- What the exercise asks
Please answer from the text on angle-optimized text embeddings: what absolute gain does AnglE achieve over SBERT?

Robust Features: Using complex functions to process data allows us to capture more robust features, improving robustness in your pipeline.
Some of you are Arsenal fans and are thus incapable of getting the job done. You can drop out here. However, remember that the benefit of the complex plane comes from its unit-circle based geometry. This means that the true benefits of complex embeddings are unlocked by building ground up to reflect this. Let’s cover how next.
2. Beyond Distance: Optimizing Angles for Enhanced Semantic Discernment
A. Limitations of Cosine Similarity
While widely used in text embedding, the cosine similarity function has a critical limitation: saturation zones. When two embeddings are highly similar or dissimilar, the cosine function’s gradient becomes very small. This can lead to vanishing gradients during optimization, making it difficult to learn subtle semantic distinctions between text embeddings.
For supervised STS (Reimers & Gurevych, 2019; Su, 2022), most efforts to date employed the cosine function in their training objective to measure the pairwise semantic similarity. However, the cosine function has saturation zones, as shown in Figure 1. It can impede the optimization due to the gradient vanishing issue and hinder the ability to learn subtle distinctions between texts in backpropagation. Additionally, many STS datasets such as MRPC 1 and QQP 2 provide binary labels representing dissimilar (0) and similar (1), which naturally fall within the saturation zone of the cosine function.
Let’s talk about how to fix it.
B. Angle Optimization: AnglE’s Approach
The “AnglE-optimized Text Embeddings” paper addresses this challenge with AnglE, a text embedding model that focuses on optimizing angle differences in complex space. “It optimizes not only the cosine similarity between texts but also the angle to mitigate the negative impact of the saturation zones of the cosine function on the learning process. Specifically, it first divides the text embedding into real and imaginary parts in a complex space. Then, it follows the division rule in complex space to compute the angle difference between two text embeddings. After normalization, the angle difference becomes an objective to be optimized. It is intuitive to optimize the normalized angle difference, because if the normalized angle difference between two text embeddings is smaller, it means that the two text embeddings are closer to each other in the complex space, i.e., their similarity is larger.” This was demonstrated in the figure shown in the highlights-
The results end up resulting- “On the other hand, AnglE consistently outperforms SBERT, achieving an absolute gain of 5.52%. This can support the idea that angle-optimized text embedding can mitigate the negative impact of the cosine function, resulting in better performance.” AnglE ends up improving LLMs, “It is evident that AnglE-BERT and AnglE-LLaMA consistently outperform the baselines with a gain of 0.80% and 0.72% in average score, respectively, over the previous SOTA SimCSE-BERT and SimCSE-LLaMA.”
Very cool.
AnglE’s superiority in transfer and non-transfer settings, its ability to produce high-quality text embeddings, and its robustness and adaptability to different backbones
These are the two main components for building complex embeddings. The papers also leveraged contrastive learning + self-adversarial learning. We will cover these on later dates, in articles more focused on data generation and background setups. For now, I’m out. Have a great day.

- Extracted material
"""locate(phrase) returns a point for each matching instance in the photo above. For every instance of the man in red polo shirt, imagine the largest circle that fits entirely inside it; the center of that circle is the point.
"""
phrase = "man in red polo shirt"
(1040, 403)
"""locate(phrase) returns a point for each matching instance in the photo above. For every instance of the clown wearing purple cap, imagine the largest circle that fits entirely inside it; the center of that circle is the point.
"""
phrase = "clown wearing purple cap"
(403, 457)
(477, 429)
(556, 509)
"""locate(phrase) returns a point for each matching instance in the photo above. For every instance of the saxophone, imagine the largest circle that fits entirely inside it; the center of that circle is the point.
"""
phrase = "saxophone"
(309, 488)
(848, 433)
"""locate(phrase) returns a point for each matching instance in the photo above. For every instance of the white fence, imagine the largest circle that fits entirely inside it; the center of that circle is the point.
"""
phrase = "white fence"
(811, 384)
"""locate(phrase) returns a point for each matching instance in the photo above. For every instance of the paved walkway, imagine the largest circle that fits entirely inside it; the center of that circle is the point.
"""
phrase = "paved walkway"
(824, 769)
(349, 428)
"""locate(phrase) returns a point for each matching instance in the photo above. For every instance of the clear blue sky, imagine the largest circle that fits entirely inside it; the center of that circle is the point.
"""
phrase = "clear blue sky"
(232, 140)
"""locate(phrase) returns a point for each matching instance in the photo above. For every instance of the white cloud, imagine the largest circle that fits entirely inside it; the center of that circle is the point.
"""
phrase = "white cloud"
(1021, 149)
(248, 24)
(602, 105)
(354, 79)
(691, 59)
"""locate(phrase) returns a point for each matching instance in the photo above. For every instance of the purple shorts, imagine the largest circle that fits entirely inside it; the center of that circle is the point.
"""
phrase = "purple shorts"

- Reply
An absolute gain of 5.52%.